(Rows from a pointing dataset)
— BEGIN —
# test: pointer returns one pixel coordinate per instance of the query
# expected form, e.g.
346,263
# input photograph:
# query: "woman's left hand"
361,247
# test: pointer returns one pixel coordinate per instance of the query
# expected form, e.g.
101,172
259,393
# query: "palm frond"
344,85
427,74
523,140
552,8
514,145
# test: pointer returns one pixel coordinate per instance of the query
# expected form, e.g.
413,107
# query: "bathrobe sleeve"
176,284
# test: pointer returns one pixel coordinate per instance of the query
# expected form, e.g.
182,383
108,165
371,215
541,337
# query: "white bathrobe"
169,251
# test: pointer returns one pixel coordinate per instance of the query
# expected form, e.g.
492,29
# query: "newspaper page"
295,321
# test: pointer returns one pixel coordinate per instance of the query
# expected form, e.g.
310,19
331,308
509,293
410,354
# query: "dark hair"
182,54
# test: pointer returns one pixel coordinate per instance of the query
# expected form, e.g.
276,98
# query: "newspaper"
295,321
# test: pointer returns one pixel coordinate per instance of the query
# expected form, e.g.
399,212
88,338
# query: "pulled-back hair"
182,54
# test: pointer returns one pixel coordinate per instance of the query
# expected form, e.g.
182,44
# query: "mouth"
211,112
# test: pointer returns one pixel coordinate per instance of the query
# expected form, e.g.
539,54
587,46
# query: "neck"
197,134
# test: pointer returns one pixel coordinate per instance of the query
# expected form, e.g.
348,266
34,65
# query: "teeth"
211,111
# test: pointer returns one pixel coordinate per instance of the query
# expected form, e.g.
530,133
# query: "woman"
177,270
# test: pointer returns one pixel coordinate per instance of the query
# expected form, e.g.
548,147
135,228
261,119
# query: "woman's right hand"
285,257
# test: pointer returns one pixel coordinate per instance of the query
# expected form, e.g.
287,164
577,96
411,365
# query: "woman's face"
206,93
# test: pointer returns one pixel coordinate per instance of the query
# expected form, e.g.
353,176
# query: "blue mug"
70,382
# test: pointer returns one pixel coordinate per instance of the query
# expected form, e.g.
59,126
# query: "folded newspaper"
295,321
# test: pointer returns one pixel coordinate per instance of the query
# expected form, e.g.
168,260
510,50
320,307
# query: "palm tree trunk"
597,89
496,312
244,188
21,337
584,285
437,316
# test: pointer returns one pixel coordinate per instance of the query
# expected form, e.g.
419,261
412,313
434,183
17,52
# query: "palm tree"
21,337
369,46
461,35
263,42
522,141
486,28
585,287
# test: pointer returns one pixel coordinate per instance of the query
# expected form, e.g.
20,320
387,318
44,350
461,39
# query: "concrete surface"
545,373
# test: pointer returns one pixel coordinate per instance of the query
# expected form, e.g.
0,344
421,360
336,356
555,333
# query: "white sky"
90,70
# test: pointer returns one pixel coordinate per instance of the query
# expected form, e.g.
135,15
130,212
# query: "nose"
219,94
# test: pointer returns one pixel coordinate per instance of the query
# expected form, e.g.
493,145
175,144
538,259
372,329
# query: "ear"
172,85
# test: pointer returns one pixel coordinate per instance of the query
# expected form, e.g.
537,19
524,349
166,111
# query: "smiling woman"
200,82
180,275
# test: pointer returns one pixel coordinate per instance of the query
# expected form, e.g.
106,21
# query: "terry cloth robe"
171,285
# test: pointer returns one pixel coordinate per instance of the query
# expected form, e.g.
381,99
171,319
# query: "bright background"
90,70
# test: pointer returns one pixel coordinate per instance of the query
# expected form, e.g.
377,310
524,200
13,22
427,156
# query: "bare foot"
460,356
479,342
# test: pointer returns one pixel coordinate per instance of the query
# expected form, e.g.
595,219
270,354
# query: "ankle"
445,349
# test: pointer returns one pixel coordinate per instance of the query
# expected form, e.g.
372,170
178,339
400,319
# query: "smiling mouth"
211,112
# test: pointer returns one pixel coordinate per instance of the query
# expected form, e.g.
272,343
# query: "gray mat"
— END —
=== WHAT THE EXERCISE ASKS ===
Please quote every record above exactly as it appears.

=== FINISHED ANSWER ===
# test: pointer returns one pixel coordinate per instance of the query
# expected form, e.g.
346,263
# input photograph:
# query: "woman's left hand"
361,247
# test: pointer returns one pixel coordinate per instance of the query
# expected form, e.g.
101,172
259,393
# query: "palm frond"
344,85
427,74
523,140
552,8
514,145
# test: pointer returns one pixel coordinate per instance of the query
# expected form, e.g.
413,107
# query: "bathrobe sleeve"
176,284
# test: pointer returns one pixel coordinate per instance of the query
# expected form, e.g.
182,383
108,165
371,215
541,337
# query: "white bathrobe"
169,251
# test: pointer returns one pixel coordinate per instance of the query
# expected form, e.g.
492,29
# query: "newspaper page"
295,321
# test: pointer returns one pixel coordinate per instance of the query
# expected form, e.g.
310,19
331,308
509,293
410,354
# query: "dark hair"
182,54
# test: pointer returns one pixel coordinate per instance of the query
# expected form, e.g.
276,98
# query: "newspaper"
295,321
# test: pointer returns one pixel coordinate per instance of the query
# expected form, e.g.
399,212
88,338
# query: "pulled-back hair"
182,54
# test: pointer returns one pixel coordinate per instance of the query
# expected form, e.g.
182,44
# query: "mouth"
211,112
# test: pointer returns one pixel coordinate per instance of the query
# expected form, e.g.
539,54
587,46
# query: "neck"
197,134
# test: pointer returns one pixel coordinate per instance of the query
# expected form, e.g.
348,266
34,65
# query: "teeth"
211,111
# test: pointer returns one pixel coordinate per instance of the query
# expected form, e.g.
530,133
# query: "woman"
177,270
# test: pointer returns one pixel coordinate per instance of the query
# expected form, e.g.
548,147
135,228
261,119
# query: "woman's right hand"
285,257
# test: pointer returns one pixel coordinate per instance of the query
# expected form, e.g.
287,164
577,96
411,365
# query: "woman's face"
206,93
# test: pointer returns one pixel coordinate per instance of the query
# expected form, e.g.
353,176
# query: "blue mug"
70,382
# test: pointer returns one pixel coordinate per instance of the query
# expected form, e.g.
59,126
# query: "folded newspaper"
295,321
# test: pointer returns one pixel coordinate per instance of the query
# expected form, e.g.
168,260
510,50
320,307
# query: "palm tree trunk"
597,89
496,312
244,188
21,337
584,285
437,316
# test: pointer returns one pixel coordinate per instance of the query
# expected form, e.g.
419,261
412,313
434,183
17,52
# query: "palm tree"
21,337
369,46
461,35
263,42
522,141
486,28
585,287
# test: pointer returns one pixel coordinate per instance of the query
# expected form, e.g.
20,320
387,318
44,350
461,39
# query: "concrete surface"
545,373
# test: pointer returns one pixel coordinate per instance of the query
# expected form, e.g.
0,344
421,360
336,356
555,333
# query: "white sky"
90,70
# test: pointer returns one pixel coordinate per instance of the query
# expected form, e.g.
135,15
130,212
# query: "nose"
219,94
# test: pointer returns one pixel coordinate per instance of the query
# expected form, e.g.
493,145
175,144
538,259
372,329
# query: "ear"
172,85
# test: pointer returns one pixel coordinate per instance of the query
# expected form, e.g.
537,19
524,349
166,111
# query: "smiling woman"
200,82
180,275
# test: pointer returns one pixel coordinate per instance of the query
# expected form, e.g.
106,21
# query: "terry cloth robe"
171,285
# test: pointer returns one pixel coordinate per instance of the query
# expected form, e.g.
381,99
171,319
# query: "bright background"
90,70
# test: pointer returns one pixel coordinate per instance of the query
# expected form, e.g.
377,310
524,200
13,22
427,156
# query: "bare foot"
460,356
479,342
# test: pointer returns one pixel coordinate per instance of the query
# expected form, e.g.
595,219
270,354
# query: "ankle"
445,349
# test: pointer returns one pixel coordinate per instance of the query
# expected form, e.g.
372,170
178,339
400,319
# query: "smiling mouth"
211,112
# test: pointer returns one pixel coordinate per instance of the query
# expected form, e.g.
272,343
# query: "gray mat"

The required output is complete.